Data extracted from a collection
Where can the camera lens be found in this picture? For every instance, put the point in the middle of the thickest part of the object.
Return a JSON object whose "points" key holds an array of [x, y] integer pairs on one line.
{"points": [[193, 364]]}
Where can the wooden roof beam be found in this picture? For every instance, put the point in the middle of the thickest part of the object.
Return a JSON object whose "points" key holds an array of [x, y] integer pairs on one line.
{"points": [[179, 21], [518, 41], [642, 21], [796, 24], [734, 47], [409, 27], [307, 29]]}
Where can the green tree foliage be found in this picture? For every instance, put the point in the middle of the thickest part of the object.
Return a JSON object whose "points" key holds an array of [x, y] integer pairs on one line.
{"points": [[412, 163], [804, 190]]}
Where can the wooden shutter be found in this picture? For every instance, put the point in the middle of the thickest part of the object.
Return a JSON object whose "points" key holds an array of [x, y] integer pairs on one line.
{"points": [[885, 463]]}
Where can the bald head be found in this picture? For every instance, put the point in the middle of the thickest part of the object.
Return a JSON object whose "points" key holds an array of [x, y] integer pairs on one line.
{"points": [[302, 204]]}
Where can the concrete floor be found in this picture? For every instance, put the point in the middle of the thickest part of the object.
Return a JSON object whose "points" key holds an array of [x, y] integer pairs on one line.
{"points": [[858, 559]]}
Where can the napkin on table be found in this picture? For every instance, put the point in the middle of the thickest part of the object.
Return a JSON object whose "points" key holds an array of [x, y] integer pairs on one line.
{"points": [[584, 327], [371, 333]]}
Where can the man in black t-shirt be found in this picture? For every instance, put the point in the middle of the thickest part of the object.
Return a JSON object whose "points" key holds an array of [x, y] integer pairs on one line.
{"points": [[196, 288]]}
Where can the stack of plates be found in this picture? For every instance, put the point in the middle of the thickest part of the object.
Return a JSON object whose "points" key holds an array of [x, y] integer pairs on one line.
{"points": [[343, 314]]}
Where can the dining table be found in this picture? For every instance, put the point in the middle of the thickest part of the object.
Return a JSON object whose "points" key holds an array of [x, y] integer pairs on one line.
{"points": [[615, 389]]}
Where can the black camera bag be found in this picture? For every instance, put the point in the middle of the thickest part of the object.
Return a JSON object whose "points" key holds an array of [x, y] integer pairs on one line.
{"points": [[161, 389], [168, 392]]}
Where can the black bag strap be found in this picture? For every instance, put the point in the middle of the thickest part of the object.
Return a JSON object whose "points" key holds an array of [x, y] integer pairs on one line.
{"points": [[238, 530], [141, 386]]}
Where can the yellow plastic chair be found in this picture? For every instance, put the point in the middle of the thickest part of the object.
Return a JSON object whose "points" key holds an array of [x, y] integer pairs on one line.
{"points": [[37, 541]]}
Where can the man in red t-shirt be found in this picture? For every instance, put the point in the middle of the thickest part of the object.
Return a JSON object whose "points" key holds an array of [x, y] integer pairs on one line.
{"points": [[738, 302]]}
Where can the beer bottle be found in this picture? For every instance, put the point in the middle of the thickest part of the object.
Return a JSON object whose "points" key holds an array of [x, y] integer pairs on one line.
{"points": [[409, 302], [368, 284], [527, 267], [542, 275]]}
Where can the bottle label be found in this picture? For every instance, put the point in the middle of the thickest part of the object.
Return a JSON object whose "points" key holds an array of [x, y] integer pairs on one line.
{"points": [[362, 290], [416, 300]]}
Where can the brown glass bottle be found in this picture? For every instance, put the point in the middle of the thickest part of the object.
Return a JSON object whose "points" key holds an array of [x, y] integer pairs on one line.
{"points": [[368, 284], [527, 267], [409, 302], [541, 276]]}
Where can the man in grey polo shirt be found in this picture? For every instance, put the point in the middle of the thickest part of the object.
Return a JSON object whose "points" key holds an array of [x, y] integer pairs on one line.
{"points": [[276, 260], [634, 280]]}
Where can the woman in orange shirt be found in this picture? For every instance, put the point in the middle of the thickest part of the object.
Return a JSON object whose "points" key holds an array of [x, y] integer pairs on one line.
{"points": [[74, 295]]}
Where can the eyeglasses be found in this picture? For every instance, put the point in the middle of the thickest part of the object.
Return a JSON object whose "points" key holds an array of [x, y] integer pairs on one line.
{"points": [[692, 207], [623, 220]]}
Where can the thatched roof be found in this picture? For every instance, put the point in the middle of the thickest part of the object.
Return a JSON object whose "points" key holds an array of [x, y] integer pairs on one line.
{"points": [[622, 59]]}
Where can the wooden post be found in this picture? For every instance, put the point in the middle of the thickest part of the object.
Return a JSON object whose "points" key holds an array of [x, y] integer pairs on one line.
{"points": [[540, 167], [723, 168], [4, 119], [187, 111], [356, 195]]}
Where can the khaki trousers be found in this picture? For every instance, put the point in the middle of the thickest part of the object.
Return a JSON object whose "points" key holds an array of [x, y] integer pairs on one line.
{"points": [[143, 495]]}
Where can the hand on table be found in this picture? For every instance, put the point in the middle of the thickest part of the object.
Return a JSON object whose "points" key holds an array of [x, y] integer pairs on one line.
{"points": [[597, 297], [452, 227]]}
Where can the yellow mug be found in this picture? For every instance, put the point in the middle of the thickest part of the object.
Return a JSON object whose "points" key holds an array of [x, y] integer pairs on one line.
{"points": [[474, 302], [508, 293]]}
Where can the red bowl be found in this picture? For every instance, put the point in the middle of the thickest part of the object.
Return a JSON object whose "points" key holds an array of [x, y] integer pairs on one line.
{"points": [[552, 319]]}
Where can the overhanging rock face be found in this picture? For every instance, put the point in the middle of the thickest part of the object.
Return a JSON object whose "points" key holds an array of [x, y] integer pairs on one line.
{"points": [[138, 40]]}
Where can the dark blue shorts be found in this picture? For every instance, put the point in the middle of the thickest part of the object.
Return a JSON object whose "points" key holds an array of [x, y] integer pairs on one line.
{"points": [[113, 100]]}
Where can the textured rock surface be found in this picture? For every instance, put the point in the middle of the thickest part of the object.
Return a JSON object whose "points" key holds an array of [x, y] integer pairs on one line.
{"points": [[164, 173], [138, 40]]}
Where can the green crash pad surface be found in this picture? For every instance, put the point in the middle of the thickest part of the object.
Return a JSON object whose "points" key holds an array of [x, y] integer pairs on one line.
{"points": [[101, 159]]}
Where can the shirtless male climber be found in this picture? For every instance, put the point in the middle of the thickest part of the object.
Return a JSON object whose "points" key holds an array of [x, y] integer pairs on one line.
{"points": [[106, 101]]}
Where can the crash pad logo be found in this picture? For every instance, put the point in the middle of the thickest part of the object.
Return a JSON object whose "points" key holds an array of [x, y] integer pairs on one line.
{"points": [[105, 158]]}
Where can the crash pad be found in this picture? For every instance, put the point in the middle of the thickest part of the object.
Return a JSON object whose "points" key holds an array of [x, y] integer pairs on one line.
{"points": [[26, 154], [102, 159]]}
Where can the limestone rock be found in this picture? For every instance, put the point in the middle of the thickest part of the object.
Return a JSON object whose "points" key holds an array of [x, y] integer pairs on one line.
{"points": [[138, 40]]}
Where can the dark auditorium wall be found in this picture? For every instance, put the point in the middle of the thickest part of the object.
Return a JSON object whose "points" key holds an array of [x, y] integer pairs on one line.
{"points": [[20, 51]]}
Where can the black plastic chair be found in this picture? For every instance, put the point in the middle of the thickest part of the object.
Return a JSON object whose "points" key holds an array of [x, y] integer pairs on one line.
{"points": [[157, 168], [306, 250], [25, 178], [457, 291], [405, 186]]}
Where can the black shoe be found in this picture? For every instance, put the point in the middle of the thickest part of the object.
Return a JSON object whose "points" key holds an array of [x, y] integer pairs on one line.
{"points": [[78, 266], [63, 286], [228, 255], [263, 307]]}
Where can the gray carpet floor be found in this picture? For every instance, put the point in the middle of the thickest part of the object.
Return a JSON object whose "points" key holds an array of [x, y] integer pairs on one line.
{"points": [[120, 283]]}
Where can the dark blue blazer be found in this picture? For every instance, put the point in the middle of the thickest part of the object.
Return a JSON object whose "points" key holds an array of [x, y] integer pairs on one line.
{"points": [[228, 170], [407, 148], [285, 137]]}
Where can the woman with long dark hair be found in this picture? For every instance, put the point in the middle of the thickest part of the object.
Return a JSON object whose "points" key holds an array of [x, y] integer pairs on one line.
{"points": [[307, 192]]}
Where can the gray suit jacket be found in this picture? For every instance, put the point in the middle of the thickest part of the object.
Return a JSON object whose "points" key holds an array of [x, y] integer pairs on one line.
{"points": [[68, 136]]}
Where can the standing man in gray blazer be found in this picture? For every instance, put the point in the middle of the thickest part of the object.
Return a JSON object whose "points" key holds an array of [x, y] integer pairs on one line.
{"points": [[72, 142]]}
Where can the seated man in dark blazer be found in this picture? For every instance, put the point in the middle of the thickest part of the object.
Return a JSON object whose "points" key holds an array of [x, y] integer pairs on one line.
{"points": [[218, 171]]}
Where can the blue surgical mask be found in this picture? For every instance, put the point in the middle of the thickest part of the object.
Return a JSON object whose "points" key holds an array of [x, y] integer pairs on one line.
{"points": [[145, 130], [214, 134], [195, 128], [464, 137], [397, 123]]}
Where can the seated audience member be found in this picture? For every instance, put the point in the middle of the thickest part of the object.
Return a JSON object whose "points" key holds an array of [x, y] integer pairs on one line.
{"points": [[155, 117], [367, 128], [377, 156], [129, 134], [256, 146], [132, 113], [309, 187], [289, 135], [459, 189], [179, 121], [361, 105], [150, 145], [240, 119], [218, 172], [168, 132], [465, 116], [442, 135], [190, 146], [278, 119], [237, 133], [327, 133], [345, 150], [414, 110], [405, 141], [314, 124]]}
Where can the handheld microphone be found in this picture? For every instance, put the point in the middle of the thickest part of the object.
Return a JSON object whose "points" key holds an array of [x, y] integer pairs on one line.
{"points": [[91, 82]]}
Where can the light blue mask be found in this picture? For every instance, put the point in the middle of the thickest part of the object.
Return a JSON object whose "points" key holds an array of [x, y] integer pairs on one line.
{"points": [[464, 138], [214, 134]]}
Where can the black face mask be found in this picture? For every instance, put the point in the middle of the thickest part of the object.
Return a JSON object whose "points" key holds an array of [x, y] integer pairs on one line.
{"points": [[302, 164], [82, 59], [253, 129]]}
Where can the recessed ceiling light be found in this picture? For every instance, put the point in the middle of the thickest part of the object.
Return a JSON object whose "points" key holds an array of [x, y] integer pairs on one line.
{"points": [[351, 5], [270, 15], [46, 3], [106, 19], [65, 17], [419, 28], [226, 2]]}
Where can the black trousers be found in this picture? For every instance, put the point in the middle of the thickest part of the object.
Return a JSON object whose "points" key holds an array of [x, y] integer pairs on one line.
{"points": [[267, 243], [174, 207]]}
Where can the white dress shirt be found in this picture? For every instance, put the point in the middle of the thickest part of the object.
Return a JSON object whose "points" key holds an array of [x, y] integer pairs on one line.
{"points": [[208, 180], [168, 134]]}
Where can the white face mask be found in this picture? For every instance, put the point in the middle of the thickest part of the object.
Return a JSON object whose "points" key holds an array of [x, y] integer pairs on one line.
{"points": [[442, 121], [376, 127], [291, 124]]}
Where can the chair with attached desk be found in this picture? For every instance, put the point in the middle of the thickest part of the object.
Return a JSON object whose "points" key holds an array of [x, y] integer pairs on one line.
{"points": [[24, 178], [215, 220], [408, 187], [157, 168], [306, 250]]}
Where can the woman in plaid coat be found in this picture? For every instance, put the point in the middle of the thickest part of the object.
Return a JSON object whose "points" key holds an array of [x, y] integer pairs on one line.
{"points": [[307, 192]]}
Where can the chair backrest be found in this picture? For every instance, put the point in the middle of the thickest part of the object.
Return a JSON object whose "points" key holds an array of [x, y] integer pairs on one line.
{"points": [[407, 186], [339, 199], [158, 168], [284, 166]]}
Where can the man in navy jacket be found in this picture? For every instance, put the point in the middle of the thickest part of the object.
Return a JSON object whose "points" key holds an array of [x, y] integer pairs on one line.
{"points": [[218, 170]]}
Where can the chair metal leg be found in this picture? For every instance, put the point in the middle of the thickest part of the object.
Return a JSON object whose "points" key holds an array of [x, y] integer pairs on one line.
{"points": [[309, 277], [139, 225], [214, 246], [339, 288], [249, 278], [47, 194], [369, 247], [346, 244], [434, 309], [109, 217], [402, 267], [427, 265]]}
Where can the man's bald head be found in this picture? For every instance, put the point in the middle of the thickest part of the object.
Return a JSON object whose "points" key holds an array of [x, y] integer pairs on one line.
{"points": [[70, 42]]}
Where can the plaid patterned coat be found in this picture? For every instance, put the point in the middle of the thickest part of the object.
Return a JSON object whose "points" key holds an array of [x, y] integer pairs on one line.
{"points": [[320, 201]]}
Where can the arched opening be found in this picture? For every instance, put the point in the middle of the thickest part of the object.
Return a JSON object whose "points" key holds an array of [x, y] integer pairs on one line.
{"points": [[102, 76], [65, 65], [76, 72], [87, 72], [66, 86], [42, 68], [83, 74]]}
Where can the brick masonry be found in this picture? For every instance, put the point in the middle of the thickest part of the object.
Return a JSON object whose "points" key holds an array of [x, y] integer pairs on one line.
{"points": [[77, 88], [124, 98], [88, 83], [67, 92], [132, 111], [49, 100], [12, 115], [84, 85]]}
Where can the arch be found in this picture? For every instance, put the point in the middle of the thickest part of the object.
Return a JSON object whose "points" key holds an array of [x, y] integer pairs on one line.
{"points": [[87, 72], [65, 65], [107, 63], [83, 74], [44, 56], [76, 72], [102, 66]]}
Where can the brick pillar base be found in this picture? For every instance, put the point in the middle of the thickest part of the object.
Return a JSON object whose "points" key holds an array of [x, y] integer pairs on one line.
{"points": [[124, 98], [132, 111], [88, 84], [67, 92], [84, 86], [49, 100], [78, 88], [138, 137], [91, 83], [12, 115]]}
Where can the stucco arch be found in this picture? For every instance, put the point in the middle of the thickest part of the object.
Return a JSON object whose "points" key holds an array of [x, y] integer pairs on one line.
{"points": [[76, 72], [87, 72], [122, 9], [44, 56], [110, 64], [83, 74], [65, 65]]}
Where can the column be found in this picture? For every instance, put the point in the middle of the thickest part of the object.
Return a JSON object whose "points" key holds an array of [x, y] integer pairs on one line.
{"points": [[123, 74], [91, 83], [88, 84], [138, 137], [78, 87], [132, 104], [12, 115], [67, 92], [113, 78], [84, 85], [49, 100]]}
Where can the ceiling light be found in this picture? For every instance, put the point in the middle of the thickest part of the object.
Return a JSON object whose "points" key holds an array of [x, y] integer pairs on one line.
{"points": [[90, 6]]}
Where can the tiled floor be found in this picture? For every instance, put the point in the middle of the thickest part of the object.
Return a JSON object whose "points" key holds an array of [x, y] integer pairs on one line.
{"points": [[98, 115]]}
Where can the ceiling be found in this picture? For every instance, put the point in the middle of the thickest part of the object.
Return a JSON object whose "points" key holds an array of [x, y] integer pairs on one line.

# [What you should do]
Beginning at the line that holds "Where can the ceiling be", write out word for word each line through the end of the records.

# [Completed exercise]
Where can the ceiling be found in this picture? For every instance, put the point in the middle of the thickest part of the object.
Return a JSON object whose "points" key holds an array of [x, y] integer pairs on one line.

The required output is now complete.